*Work to do*:
Please pick out and copy each line in the entries below that contains the word "fish".

*Records to use*:

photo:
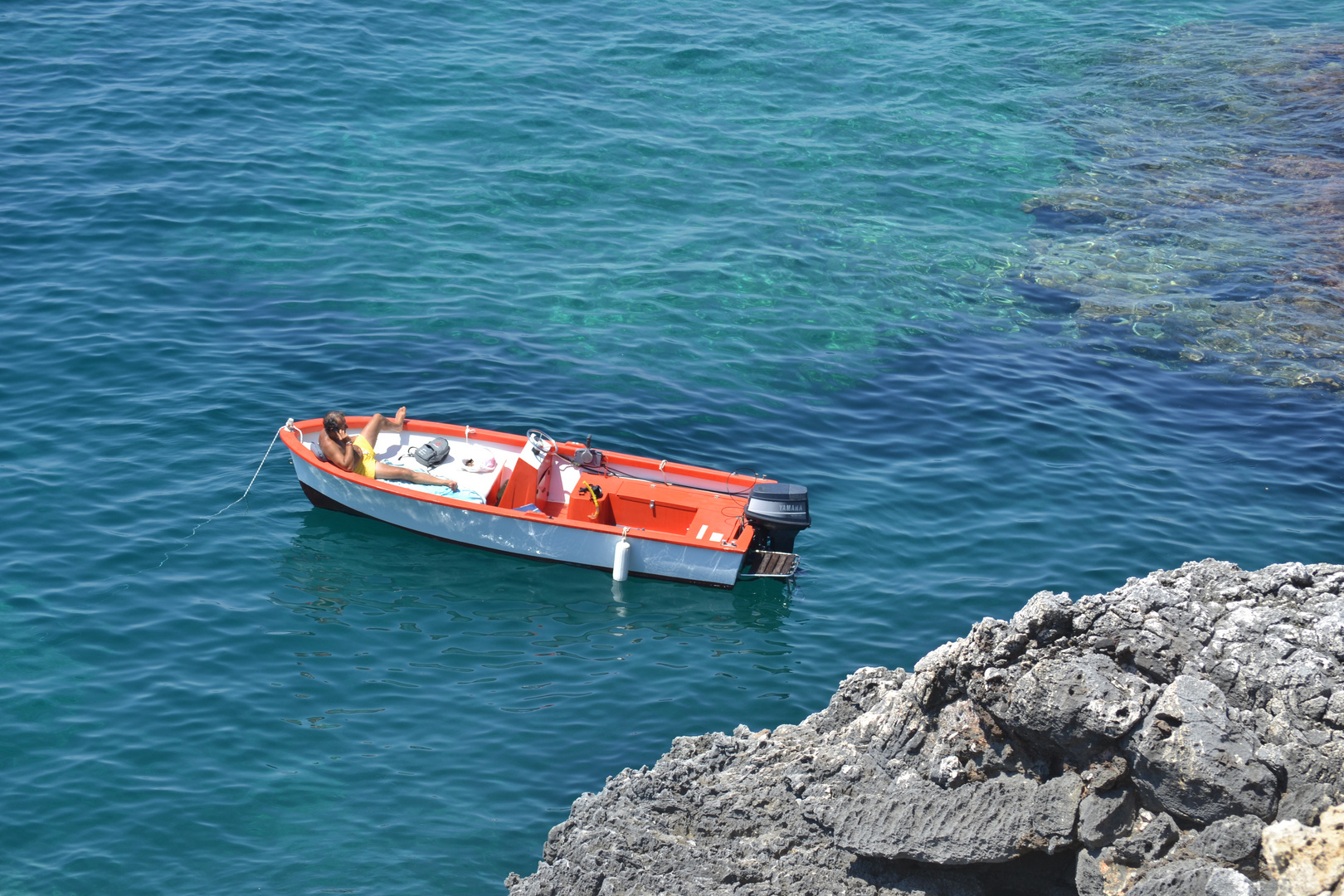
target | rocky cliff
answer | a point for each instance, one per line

---

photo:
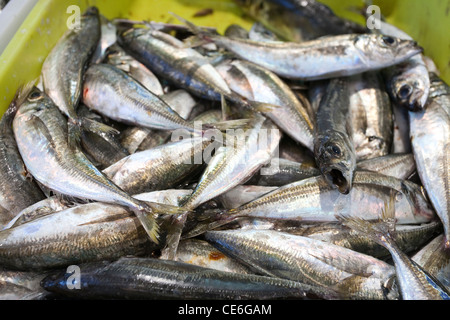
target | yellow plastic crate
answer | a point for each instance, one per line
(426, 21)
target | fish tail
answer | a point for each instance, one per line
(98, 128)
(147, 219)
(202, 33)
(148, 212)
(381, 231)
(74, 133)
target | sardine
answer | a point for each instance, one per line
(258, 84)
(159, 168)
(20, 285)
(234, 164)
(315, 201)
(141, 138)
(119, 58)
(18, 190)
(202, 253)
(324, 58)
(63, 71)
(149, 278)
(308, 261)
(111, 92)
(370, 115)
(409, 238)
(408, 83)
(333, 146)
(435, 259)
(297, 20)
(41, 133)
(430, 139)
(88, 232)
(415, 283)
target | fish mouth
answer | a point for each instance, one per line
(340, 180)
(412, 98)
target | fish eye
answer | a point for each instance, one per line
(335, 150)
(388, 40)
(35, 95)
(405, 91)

*Completed task*:
target | fish tail
target | fish mouth
target | fish eye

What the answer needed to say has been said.